**PROVIDED PASSAGE:**
··········

Prem Chandrasekaran: Hello, and welcome everyone to the ThoughtWorks Technology Podcast. I'm Prem, one of the newest hosts. I've got Ken Mugrage, my co-host today. Good morning, Ken.
Ken Mugrage: Good morning. My name's Ken Mugrage. I'm also one of the new co-hosts on the Technology Podcast. Welcome.
Prem: Thank you, Ken. Today, we are going to be also joined by two of our colleagues, Bill Codding and Brian Oxley to talk about mutation testing. Welcome, Bill and Brian. Do you want to quickly introduce yourselves?
Bill Codding: Sure. Thanks. I'm Bill Codding. I'm a technical principal with Thoughtworks. I've been with Thoughtworks for about seven years, working out of the San Francisco office. I've been using mutation testing for years on projects and advocating adoption of the practice as a sensible default for testing. Brian.
Brian Oxley: I'm Brian Oxley. I have a very similar story to Bill. I've been at Thoughtworks about eight years. I am a principal consultant. I love technology, and mutation testing is one of what I feel is one of the key tools to giving you quality.
Prem: Wonderful. Thanks, Bill, and Brian for that introduction. Let's get started. Today, our topic, as I said, is about mutation testing. We'll talk about what it is, why software teams should be looking to adopt this practice, and everything else there is to learn about it. First things first, Bill, can you quickly tell us what mutation testing exactly is in plain English?
Bill: Sure. First, I'd like to just set the scene quickly. Imagine you have this nice code base, and you're using TDD for the most part, and maybe the code base has been extended and modified for some number of months or years, and now you built up this nice suite of tests alongside the code and it passes happily every time you commit. Your test coverage is high, and you have a great deal of confidence in that test suite.
One of the questions is, how do you know if those tests you've written are any good? Remember that traditional test coverage tells you the percentage of code that is executed during the test, but not if the tests actually detect faults in that code. Enter mutation testing. Mutation testing is, it's a white box testing method, which works by automatically inserting small bugs called mutations in your code, and then running the existing test suite.

··········

**WHAT TO WORK ON:** Retype the podcast transcript on mutation testing word for word, in full. The records play no part here.

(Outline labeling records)

··········

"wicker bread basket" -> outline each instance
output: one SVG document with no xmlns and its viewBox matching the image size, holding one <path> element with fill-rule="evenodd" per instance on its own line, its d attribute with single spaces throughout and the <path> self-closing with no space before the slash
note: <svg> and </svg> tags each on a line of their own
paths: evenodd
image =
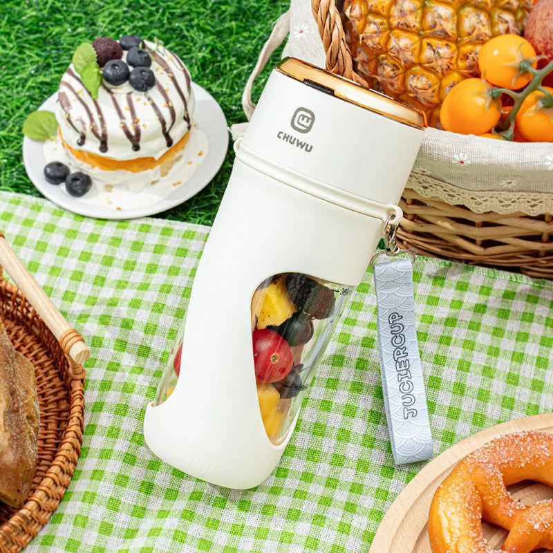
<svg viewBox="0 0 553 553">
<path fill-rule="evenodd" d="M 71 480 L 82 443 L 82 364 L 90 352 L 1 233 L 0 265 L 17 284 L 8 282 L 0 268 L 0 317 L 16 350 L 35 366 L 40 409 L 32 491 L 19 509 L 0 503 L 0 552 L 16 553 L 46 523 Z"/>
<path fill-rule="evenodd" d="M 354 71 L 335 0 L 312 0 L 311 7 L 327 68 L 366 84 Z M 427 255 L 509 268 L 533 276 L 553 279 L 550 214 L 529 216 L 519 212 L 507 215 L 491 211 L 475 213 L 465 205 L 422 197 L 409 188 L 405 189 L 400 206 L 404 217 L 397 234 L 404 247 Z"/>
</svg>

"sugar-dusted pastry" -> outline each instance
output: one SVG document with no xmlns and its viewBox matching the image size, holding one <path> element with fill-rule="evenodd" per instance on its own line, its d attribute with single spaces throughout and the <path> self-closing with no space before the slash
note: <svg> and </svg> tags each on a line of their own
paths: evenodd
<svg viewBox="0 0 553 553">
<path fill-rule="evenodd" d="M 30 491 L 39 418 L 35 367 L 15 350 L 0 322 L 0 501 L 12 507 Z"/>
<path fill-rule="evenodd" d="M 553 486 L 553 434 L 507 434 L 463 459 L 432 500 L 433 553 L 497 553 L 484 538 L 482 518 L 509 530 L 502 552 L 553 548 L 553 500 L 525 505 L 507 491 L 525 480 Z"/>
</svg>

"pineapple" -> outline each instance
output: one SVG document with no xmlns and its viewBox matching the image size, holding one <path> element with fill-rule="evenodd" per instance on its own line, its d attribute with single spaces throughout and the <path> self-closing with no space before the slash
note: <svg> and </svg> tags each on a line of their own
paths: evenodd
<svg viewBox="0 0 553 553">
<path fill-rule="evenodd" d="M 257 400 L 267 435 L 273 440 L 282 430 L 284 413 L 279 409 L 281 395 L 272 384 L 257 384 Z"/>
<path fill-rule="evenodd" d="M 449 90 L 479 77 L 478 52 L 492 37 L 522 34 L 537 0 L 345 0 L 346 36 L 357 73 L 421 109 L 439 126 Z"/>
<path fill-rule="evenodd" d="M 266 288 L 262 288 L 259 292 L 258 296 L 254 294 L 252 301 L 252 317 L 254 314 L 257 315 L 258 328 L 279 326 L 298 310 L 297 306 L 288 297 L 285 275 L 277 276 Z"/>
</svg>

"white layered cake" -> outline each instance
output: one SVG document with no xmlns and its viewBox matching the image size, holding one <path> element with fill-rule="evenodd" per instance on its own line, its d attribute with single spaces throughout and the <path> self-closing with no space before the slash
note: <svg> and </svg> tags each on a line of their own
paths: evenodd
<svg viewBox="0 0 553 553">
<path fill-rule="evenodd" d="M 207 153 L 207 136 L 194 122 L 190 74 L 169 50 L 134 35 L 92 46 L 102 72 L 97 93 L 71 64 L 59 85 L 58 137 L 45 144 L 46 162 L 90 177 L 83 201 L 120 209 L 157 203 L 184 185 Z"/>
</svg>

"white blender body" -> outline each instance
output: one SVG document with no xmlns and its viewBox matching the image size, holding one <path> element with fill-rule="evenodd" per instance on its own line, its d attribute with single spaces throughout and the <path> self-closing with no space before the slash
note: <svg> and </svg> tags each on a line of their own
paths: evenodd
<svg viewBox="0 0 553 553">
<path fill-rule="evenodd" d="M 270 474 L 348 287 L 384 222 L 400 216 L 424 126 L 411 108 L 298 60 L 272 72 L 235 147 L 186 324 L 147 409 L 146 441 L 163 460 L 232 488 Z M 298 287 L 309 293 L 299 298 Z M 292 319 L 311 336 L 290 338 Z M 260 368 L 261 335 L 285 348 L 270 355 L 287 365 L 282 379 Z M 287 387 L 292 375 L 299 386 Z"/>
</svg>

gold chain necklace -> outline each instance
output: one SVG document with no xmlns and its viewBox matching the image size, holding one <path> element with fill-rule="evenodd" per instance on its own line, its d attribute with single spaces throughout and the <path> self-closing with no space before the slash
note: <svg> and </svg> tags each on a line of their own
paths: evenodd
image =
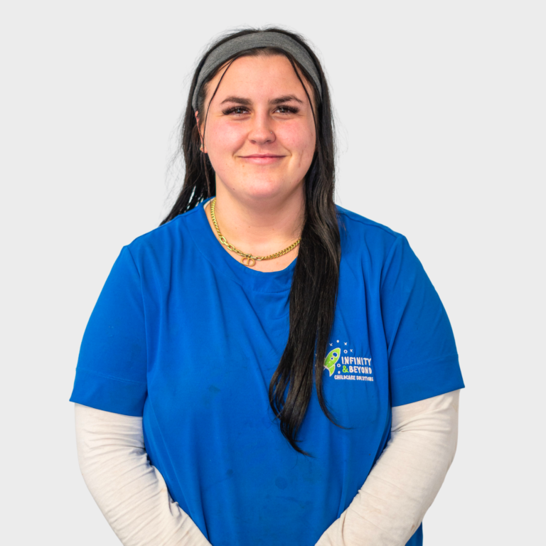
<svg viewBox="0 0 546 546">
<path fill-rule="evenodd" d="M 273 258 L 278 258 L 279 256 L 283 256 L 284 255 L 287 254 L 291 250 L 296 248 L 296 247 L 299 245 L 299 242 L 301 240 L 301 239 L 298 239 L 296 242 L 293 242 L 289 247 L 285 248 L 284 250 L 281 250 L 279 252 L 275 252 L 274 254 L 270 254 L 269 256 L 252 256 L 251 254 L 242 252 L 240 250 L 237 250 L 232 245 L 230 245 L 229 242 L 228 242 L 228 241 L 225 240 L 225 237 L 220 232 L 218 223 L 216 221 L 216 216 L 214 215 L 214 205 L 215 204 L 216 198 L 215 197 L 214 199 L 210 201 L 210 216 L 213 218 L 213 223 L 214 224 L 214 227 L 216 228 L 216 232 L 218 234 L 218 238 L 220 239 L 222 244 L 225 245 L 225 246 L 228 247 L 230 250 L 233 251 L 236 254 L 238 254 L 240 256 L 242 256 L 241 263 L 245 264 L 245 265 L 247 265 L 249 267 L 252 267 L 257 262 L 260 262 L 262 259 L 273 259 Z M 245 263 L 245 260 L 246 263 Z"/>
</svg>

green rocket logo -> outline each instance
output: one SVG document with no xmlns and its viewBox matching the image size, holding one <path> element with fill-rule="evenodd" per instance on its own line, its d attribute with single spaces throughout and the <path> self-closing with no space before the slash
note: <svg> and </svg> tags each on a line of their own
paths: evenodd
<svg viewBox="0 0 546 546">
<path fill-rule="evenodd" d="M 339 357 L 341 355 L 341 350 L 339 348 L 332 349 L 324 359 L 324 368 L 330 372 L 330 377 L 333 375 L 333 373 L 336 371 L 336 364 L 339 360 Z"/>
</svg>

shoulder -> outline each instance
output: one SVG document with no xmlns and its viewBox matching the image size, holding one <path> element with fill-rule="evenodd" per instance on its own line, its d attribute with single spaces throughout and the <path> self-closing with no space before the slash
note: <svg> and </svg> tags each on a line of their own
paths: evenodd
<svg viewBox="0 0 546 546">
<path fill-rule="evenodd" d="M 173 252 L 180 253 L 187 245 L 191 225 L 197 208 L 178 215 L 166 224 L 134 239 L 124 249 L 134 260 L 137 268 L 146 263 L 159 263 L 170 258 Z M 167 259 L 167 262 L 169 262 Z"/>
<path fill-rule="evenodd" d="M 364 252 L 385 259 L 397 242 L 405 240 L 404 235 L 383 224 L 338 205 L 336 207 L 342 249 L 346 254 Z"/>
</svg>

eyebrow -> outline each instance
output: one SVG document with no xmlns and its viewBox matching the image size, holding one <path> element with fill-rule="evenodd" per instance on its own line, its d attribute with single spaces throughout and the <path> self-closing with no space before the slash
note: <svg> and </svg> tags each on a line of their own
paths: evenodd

··········

**RESPONSE:**
Prem Chandrasekaran: Hello, and welcome everyone to the ThoughtWorks Technology Podcast. I'm Prem, one of the newest hosts. I've got Ken Mugrage, my co-host today. Good morning, Ken.
Ken Mugrage: Good morning. My name's Ken Mugrage. I'm also one of the new co-hosts on the Technology Podcast. Welcome.
Prem: Thank you, Ken. Today, we are going to be also joined by two of our colleagues, Bill Codding and Brian Oxley to talk about mutation testing. Welcome, Bill and Brian. Do you want to quickly introduce yourselves?
Bill Codding: Sure. Thanks. I'm Bill Codding. I'm a technical principal with Thoughtworks. I've been with Thoughtworks for about seven years, working out of the San Francisco office. I've been using mutation testing for years on projects and advocating adoption of the practice as a sensible default for testing. Brian.
Brian Oxley: I'm Brian Oxley. I have a very similar story to Bill. I've been at Thoughtworks about eight years. I am a principal consultant. I love technology, and mutation testing is one of what I feel is one of the key tools to giving you quality.
Prem: Wonderful. Thanks, Bill, and Brian for that introduction. Let's get started. Today, our topic, as I said, is about mutation testing. We'll talk about what it is, why software teams should be looking to adopt this practice, and everything else there is to learn about it. First things first, Bill, can you quickly tell us what mutation testing exactly is in plain English?
Bill: Sure. First, I'd like to just set the scene quickly. Imagine you have this nice code base, and you're using TDD for the most part, and maybe the code base has been extended and modified for some number of months or years, and now you built up this nice suite of tests alongside the code and it passes happily every time you commit. Your test coverage is high, and you have a great deal of confidence in that test suite.
One of the questions is, how do you know if those tests you've written are any good? Remember that traditional test coverage tells you the percentage of code that is executed during the test, but not if the tests actually detect faults in that code. Enter mutation testing. Mutation testing is, it's a white box testing method, which works by automatically inserting small bugs called mutations in your code, and then running the existing test suite.